Source document>
◇ ◇ ◇

Sisense Breach Shows Danger of Third Party “Forever” Tokens

The recent breach at Sisense started with an AWS access token to a Gitlab repository and has led to all Sisense customers having to rotate any access token they’ve ever given to Sisense.  While most headline-grabbing breaches involve personal information, the ramifications of stolen business information and trade secrets can be just as devastating to your company.

Sisense is a business intelligence tool that aggregates data from the third-party services you use into consolidated dashboards.  Since businesses often use a wide variety of SaaS applications and API-driven software, the value of aggregating the data from all of these tools into a single dashboard is enticing.  By automating this data collection, humans can spend more time doing data analysis and less time doing data collection.

In practice, the API connections between Sisense and the third-party services use an API key.  Sisense has many built-in data connectors to various SQL and NoSQL data sources.  Making an API call to Sisense can be done with a variety of API key form factors:

  • JSON Web Token (JWT), which does not require an enterprise identity provider

  • SAML 2.0, which does require an enterprise identity provider

  • OpenID Connect (OIDC), which is based on OAuth 2.0

  • Web Access Token, which is a read-only access token

Once an API credential is set up and you see the data flowing to the aggregation tool, it’s easy to think your job is done and forget about this service-to-service connection, especially if the API credential is a “forever” token.  As we know from the human side of authentication, long-lived passwords without any lifecycle management or policy enforcement is an inevitable security threat.  The same rigor around human authentication needs to make it into  machine authentication.

◇ ◇ ◇

Data extracts>
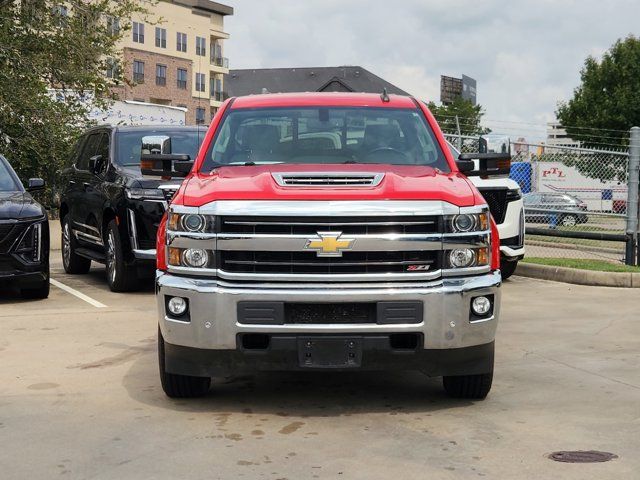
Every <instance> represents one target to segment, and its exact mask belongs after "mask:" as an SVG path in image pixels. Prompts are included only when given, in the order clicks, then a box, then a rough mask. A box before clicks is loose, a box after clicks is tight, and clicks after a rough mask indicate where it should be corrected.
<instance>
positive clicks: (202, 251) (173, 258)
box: [168, 247, 215, 268]
mask: <svg viewBox="0 0 640 480" xmlns="http://www.w3.org/2000/svg"><path fill="white" fill-rule="evenodd" d="M168 255H169V265H170V266H172V267H187V268H215V255H214V252H213V251H212V250H205V249H202V248H176V247H169V249H168Z"/></svg>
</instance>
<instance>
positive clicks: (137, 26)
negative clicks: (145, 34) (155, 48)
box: [133, 22, 144, 43]
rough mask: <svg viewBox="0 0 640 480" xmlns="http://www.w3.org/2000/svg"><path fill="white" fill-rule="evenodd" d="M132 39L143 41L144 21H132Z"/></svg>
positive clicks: (143, 42) (143, 38) (140, 42)
mask: <svg viewBox="0 0 640 480" xmlns="http://www.w3.org/2000/svg"><path fill="white" fill-rule="evenodd" d="M133 41H134V42H136V43H144V23H138V22H133Z"/></svg>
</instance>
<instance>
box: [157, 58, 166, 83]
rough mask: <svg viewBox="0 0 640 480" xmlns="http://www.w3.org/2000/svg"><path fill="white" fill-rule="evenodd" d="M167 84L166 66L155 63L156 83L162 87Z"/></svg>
mask: <svg viewBox="0 0 640 480" xmlns="http://www.w3.org/2000/svg"><path fill="white" fill-rule="evenodd" d="M166 84H167V66H166V65H160V64H159V63H158V64H157V65H156V85H160V86H162V87H164V86H165V85H166Z"/></svg>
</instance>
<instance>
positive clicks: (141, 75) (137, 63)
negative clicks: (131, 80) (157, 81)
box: [133, 60, 144, 83]
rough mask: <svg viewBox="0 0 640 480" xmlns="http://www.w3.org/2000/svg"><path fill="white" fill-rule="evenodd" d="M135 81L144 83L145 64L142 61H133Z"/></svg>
mask: <svg viewBox="0 0 640 480" xmlns="http://www.w3.org/2000/svg"><path fill="white" fill-rule="evenodd" d="M133 81H134V82H136V83H144V62H141V61H140V60H134V61H133Z"/></svg>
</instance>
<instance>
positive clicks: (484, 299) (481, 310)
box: [471, 297, 491, 317]
mask: <svg viewBox="0 0 640 480" xmlns="http://www.w3.org/2000/svg"><path fill="white" fill-rule="evenodd" d="M471 309H472V310H473V313H475V314H476V315H478V316H480V317H481V316H483V315H486V314H487V313H489V312H490V311H491V300H489V299H488V298H487V297H476V298H474V299H473V301H472V302H471Z"/></svg>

◇ ◇ ◇

Work instruction 1>
In the Sisense breach article, swap "devastating" for "damaging" in the passage that opens with the words containing "The recent breach" and closes with "to your company.". Write out that revised passage.
Work instruction 2>
Carry on the article about the Sisense breach from the point where it stops.

Task response 1>
The recent breach at Sisense started with an AWS access token to a Gitlab repository and has led to all Sisense customers having to rotate any access token they’ve ever given to Sisense.  While most headline-grabbing breaches involve personal information, the ramifications of stolen business information and trade secrets can be just as damaging to your company.

Task response 2>
The core of this Sisense breach is leaked API secrets.  This showed up in a multitude of ways throughout the breach:

  • The Gitlab repository was able to be accessed by the attacker

  • The S3 credentials that were stored in Gitlab were simple API keys

  • Customer credentials given to Sisense were located in the accessed S3 buckets

Modern human identity and access management principles heavily rely on things like credential rotation, secrets management, least-privileged access, and multiple factors of authentication.  These principles should be applied to machine credentials as well, but have been either slowly applied or are non-existent in most IT organizations.  By giving these access tokens to a third-party aggregation tool like Sisense, the need for stronger controls and lifecycle management on these access tokens becomes magnified.  In fact breaches like this and Github’s recent leak of auth secrets calls for a stronger approach to API identity and authentication.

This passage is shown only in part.